__Material to process__
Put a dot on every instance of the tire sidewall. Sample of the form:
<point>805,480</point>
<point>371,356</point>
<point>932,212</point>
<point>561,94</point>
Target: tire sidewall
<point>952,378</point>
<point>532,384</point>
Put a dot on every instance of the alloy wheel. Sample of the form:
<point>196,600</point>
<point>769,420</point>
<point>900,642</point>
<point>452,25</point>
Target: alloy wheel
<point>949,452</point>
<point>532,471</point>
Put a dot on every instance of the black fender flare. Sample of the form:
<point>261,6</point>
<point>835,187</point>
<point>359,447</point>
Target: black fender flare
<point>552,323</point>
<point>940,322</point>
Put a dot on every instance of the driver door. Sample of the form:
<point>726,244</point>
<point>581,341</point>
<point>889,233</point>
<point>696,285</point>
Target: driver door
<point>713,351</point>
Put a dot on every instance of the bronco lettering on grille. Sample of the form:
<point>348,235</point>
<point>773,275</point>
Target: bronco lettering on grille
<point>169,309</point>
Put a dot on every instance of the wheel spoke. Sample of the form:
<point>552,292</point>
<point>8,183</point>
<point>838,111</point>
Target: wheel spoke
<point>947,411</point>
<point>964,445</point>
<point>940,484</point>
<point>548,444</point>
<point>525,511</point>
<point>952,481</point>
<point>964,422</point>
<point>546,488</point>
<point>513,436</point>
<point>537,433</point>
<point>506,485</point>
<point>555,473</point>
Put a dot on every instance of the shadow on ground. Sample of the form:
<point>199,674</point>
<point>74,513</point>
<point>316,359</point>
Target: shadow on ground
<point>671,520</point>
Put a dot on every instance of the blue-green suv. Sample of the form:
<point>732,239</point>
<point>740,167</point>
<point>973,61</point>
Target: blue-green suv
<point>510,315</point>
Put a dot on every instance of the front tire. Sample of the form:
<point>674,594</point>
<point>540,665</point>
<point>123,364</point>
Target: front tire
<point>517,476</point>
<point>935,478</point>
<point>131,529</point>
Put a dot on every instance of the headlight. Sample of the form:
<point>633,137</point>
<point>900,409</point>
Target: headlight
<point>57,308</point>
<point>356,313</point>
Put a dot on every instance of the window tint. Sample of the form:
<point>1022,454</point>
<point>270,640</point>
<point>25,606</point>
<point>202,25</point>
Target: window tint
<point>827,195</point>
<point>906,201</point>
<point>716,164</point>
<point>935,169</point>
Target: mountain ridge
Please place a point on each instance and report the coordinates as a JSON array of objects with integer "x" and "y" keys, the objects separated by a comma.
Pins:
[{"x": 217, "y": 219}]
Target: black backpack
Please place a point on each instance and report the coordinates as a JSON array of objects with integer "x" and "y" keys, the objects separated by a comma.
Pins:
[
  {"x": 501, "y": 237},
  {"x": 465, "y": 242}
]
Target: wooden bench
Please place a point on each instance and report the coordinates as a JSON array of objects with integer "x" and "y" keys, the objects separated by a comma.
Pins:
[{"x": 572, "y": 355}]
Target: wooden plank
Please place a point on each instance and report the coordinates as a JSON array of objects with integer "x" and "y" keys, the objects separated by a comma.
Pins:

__What you will do__
Reproduce exactly the lines of the records above from the one with "Target: black fender flare" to the one with "<point>838,111</point>", both included, and leave out everything else.

__Written solution__
Target: black fender flare
<point>552,323</point>
<point>940,322</point>
Put a dot on every instance of the driver door. Sample of the form:
<point>726,244</point>
<point>581,341</point>
<point>889,233</point>
<point>696,285</point>
Target: driver door
<point>713,351</point>
Put a dot on every instance of the bronco lettering on grille. Sample of the form:
<point>348,235</point>
<point>773,275</point>
Target: bronco lettering on grille
<point>169,309</point>
Put a dot on every instance of the wheel spoke. Sample of the form:
<point>552,292</point>
<point>8,183</point>
<point>838,111</point>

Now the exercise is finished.